- SELECTED PASSAGE -

I told a coming out story a couple of years ago:
Earlier this week I had conversation with a younger gay man about process and growing up and knowing things now that I didn’t then. That led me to a regular reminder about process.
(And here I must confess that I think I gathered these next thoughts from a book, but that I have no recollection what that book is. Google ‘five stages of coming out’ and you will find many books, sites, theses, and articles that share similar ideas.) (I am also using the words ‘straight’ and ‘gay’ in broad contexts.)
Years ago, when I was finally comfortable in my own skin and ready to help others through the roughness of ‘coming out’ in the later 1990s, I postulated (to a college student who needed a safe place to share his story) that coming out is a process.
And like Kubler Ross’s five stages of grief, coming out happens in stages. Also like the stages of grief, coming out stages are not necessarily linear.
- Acting Out
Self-awareness is simple: I am different. I like boys. (Whatever that latter statement actually means.) This is the stage when physical awakenings are manifest toward others of the same sex. Emotional and social awakenings and attractions are present as well.
Acting out is that place where urges are acted upon. This is often a secretive stage, at least initially. These unspoken urges are shame-inducing; acting out is often in the dark, both literally and metaphorically.
Self-acceptance means coming to terms with ones own sexual orientation. This may still be a very private place, and is not necessarily tied with telling others, or any kind of public or semi-public coming out.
The problem, at least when I was a younger man, is that society did not (and perhaps in many places still does not) allow the same teenage courtship rituals that straight people experience. Straight couples can date publicly; can double-date; can hold hands in public; can engage in PDA in public; can find a significantly larger number of willing courtship partners within normal social groups (church, school, clubs, and so on). Straight couples never have to ‘come out’ to parents and friends. They just are.
Gays and lesbians cannot engage in these same courtship rituals . . .
. . . and that often leads to furtive, secretive Acting Out long before Self-Acceptance, and sometimes even before Self-Awareness. I know people, for instance, who were ‘experimenting’ with same-sex activity long before they could ever self-acknowledge physical and emotional attraction to the same sex. I know others who were completely self-aware long before they ever found a willing partner for the Acting Out scenario.

- TASKS TO PERFORM -
A: In the post on coming out, what does the writer compare the stages of coming out to?
B: List every courtship ritual the post on coming out says straight couples can take part in.

- Excerpts of labeled region data -
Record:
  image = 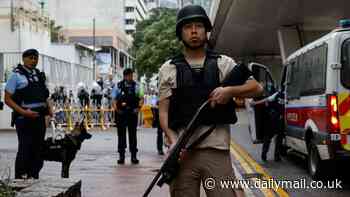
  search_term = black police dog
[42,122,92,178]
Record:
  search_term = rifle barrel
[143,170,162,197]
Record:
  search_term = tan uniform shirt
[159,55,237,150]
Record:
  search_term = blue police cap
[22,49,39,58]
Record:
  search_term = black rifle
[143,64,252,197]
[143,101,215,197]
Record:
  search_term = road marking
[231,146,275,197]
[231,139,289,197]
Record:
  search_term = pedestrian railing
[54,106,115,131]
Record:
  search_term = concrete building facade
[125,0,148,36]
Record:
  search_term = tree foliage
[132,8,181,77]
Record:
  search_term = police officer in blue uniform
[5,49,52,179]
[112,68,140,164]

- ANSWERS GIVEN -
A: Kubler Ross's five stages of grief.

B:
- Dating publicly
- Double-dating
- Holding hands in public
- Engaging in PDA in public
- Finding a significantly larger number of willing courtship partners within normal social groups (church, school, clubs, and so on)